Data extract:
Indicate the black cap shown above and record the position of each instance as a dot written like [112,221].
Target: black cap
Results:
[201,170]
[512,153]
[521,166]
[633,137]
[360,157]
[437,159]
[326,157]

What is being asked:
Every entry must be quoted exactly as it appears above.

Written solution:
Indicate the black cap shown above and record the position of each instance as a dot written like [112,221].
Target: black cap
Results:
[201,170]
[512,153]
[521,166]
[633,137]
[360,157]
[437,159]
[326,157]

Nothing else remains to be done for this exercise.